= FRAGMENTO SELECCIONADO =
════════

Ni que decir tiene que Sacristán, que nunca fue, desde su compromiso político marxista-comunista, ni incluso antes, un filósofo al uso, no se conformó con la reflexión teórica ni con la mera agitación propagandística. Organizó, luchó y combatió en organizaciones tan esenciales como el CANC, el Comité Antinuclear de Catalunya, junto a Paco Fernández Buey, Víctor Ríos, Toni Domènech o Joan Pallisé; intervino en el interior de Comisiones Obreras y era frecuente verle en manifestaciones obreras y ciudadanas en Barcelona repartiendo papeles y documentos, además de impartir numerosas y concurridas conferencias sobre la temática, sobre el ecologismo, sobre el antimilitarismo, contra la energía nuclear y, déjenme que no olvide este paisaje, contra la estafa aléfica que significó nuestra permanencia en la OTAN, una falsaria y estudiada generación de consenso ciudadano que permitió nuestra permanencia en una alianza militar criminal como el tratado del Atlántico Norte, dirigido durante años, déjenme que recuerde su nombre, por el «socialista» Javier Solana.

════════

= ENTRADAS DE DATOS =

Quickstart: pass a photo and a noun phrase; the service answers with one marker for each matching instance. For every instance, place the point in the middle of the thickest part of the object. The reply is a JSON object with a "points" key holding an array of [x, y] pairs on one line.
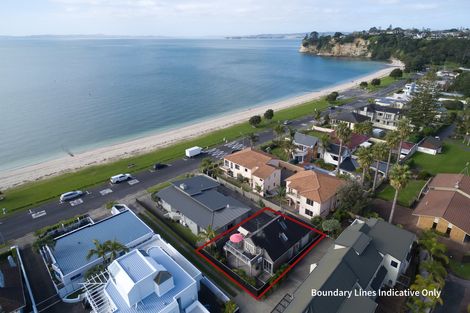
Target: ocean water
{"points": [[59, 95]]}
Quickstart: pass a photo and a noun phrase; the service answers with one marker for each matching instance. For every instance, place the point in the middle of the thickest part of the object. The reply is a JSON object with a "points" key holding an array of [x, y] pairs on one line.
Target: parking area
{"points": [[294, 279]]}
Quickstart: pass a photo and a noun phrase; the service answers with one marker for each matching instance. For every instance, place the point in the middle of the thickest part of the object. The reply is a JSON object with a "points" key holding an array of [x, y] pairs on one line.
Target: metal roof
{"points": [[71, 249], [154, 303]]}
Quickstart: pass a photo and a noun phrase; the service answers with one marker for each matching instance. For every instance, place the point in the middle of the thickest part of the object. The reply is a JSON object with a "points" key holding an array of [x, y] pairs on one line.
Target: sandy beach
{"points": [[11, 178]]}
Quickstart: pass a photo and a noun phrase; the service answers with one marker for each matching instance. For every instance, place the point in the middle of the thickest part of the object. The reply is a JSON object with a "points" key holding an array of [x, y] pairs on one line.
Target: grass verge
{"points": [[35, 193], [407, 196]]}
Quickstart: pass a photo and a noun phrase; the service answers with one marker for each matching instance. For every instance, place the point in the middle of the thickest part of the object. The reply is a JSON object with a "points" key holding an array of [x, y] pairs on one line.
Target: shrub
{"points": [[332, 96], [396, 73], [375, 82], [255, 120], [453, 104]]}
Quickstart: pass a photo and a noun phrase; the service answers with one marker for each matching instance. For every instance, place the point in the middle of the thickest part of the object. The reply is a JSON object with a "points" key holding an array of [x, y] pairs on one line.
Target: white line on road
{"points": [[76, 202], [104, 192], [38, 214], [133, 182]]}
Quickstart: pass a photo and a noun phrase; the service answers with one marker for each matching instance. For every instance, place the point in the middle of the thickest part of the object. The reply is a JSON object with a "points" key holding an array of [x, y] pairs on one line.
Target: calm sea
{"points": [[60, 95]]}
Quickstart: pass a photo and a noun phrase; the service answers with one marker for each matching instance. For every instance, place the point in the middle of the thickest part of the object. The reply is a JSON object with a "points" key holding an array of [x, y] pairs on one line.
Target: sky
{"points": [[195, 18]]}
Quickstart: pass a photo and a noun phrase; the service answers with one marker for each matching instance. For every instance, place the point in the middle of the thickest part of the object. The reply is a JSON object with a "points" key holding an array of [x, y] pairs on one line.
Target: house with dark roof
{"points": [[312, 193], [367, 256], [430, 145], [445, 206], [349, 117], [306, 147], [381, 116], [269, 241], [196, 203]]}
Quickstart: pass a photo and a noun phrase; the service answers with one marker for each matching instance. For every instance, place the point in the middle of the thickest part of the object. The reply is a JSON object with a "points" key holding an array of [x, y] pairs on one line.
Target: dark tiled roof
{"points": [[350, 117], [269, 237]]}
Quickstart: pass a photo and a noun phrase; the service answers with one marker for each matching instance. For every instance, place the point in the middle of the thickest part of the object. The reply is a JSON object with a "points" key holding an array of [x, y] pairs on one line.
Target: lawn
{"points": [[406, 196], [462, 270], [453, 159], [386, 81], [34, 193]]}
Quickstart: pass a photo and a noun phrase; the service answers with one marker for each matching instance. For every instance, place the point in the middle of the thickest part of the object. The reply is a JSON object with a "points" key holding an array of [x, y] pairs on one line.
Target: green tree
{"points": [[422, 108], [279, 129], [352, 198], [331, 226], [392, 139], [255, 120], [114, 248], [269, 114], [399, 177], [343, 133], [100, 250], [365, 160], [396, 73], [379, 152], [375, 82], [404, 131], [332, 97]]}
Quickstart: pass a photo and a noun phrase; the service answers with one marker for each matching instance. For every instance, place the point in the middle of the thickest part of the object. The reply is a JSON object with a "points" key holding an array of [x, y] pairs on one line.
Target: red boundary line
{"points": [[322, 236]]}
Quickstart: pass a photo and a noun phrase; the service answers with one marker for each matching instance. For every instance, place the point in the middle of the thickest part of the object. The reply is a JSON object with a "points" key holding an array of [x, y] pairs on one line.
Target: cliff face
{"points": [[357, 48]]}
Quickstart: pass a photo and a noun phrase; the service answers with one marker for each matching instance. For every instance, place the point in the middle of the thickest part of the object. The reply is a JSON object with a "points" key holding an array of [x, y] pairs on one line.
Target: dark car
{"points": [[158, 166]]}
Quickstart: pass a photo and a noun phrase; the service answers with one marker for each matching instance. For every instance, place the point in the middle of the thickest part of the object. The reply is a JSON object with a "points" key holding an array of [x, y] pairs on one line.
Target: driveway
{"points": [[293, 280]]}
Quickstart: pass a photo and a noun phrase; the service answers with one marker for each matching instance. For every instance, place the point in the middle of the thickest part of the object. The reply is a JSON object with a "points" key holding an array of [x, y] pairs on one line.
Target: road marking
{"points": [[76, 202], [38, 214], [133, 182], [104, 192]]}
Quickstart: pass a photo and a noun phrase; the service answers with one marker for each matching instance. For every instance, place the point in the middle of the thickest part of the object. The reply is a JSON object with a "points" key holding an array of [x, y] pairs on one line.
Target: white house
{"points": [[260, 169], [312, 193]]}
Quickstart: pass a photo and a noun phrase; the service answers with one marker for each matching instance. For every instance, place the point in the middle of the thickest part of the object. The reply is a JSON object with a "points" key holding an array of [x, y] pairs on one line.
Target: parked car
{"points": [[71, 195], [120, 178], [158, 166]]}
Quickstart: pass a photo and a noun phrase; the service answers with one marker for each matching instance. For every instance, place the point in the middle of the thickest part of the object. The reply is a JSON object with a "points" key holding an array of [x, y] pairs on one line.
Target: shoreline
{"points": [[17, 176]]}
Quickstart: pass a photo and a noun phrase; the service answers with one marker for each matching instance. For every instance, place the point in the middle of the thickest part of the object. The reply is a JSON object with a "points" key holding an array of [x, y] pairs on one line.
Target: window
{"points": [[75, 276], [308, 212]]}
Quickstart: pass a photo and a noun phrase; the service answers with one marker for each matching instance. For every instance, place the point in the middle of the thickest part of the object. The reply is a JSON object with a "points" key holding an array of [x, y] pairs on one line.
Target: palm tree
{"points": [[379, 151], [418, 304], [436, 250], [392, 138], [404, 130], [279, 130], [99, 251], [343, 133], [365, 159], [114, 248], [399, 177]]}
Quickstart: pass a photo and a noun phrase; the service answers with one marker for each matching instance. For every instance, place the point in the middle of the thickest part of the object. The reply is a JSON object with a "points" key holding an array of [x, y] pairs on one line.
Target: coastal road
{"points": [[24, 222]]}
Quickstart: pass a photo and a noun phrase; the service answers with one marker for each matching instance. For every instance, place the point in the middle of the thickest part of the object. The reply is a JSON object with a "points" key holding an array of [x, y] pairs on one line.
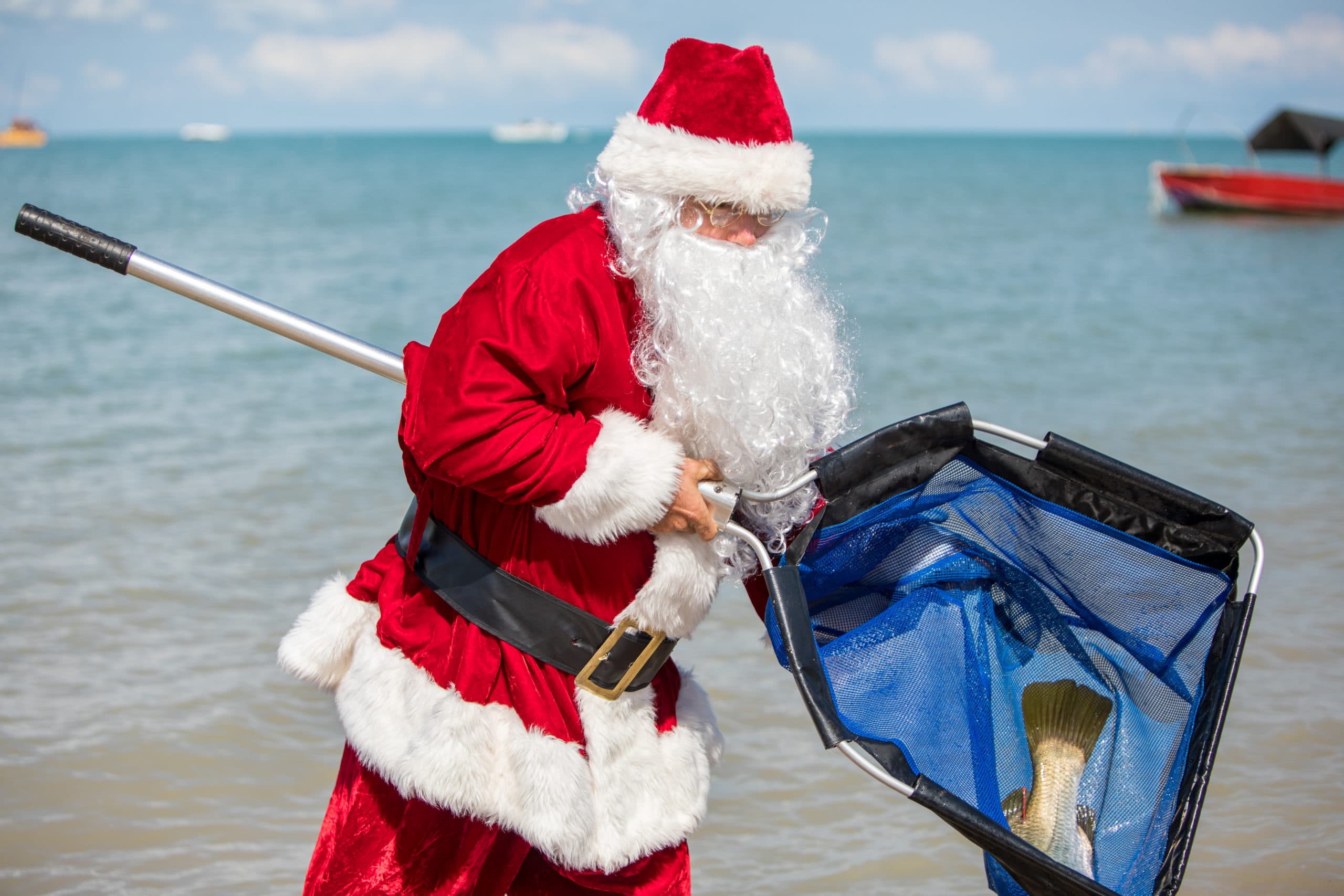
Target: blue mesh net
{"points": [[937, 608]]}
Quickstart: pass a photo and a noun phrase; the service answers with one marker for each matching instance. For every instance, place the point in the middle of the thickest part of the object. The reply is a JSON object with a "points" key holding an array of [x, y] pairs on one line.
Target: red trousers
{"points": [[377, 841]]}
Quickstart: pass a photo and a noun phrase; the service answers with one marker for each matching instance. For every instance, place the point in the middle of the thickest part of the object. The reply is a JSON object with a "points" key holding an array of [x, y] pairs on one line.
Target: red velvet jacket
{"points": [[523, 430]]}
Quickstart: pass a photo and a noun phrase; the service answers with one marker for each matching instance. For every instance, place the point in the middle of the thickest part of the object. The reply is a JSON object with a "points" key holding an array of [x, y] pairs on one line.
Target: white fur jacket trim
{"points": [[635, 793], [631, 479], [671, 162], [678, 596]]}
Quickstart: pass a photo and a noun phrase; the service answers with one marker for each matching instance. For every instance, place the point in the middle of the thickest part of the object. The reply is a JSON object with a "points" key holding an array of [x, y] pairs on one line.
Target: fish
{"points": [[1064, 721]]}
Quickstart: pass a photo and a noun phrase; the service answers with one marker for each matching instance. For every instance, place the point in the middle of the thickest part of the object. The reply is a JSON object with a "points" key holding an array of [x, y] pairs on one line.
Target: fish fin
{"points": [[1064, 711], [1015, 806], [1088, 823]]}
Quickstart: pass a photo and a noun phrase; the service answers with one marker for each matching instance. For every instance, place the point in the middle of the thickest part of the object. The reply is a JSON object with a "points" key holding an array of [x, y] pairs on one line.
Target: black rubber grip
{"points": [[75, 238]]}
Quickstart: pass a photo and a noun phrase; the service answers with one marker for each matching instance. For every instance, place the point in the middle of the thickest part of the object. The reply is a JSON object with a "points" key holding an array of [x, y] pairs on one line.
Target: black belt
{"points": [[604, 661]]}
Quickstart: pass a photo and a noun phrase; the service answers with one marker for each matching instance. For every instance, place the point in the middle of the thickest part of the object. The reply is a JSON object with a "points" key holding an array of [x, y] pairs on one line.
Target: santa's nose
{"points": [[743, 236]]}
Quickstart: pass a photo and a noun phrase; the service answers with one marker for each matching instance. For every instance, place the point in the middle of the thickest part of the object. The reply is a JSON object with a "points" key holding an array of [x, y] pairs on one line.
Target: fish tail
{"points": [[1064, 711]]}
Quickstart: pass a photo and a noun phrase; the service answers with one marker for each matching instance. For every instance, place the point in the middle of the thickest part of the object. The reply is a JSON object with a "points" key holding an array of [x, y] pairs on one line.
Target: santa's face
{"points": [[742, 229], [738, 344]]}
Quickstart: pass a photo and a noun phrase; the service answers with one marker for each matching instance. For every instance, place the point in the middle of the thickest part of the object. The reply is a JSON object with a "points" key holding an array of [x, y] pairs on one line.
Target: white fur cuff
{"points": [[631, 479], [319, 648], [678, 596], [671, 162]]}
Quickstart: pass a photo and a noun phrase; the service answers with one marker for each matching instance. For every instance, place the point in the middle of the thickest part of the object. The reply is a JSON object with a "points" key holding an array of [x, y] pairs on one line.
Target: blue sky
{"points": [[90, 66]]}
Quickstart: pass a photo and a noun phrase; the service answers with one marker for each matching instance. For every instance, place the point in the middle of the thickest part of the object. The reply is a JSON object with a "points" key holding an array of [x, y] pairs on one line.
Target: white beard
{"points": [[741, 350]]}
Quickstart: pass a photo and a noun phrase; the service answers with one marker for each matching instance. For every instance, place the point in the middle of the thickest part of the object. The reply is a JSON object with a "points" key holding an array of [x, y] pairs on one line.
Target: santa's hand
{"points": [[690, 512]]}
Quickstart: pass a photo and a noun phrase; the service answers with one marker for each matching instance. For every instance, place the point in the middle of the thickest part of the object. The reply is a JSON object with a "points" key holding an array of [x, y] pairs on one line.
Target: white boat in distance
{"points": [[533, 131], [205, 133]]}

════════

= INSTRUCCIONES DE LA TAREA =
Escribe la continuación del fragmento sobre la militancia política de Sacristán a partir de su última frase.

= RESULTADO DE LA TAREA =
En el marco de nuestra edición española de Lukács, escribía Sacristán en la edición de las Aportaciones a la historia de la estética, «este volumen debe dar testimonio de esta excepcional y llamativa característica del pensador húngaro». Con independencia de lo que cada lector -marxista o no- estuviera dispuesto a recibir de la obra de Lukács, añadía, «nadie puede negarle esa peculiar capacidad de fundir la viva y ágil irrequietud del pensamiento, la constante receptividad para con novedades y profundidades recién vistas, con una persistencia de verdadero clásico en cuanto a una media docena de criterios histórico-filosóficos y estéticos básicos, a los cuales es fiel nuestro autor a través de las vicisitudes de una agitada vida de pensador, escritor y político».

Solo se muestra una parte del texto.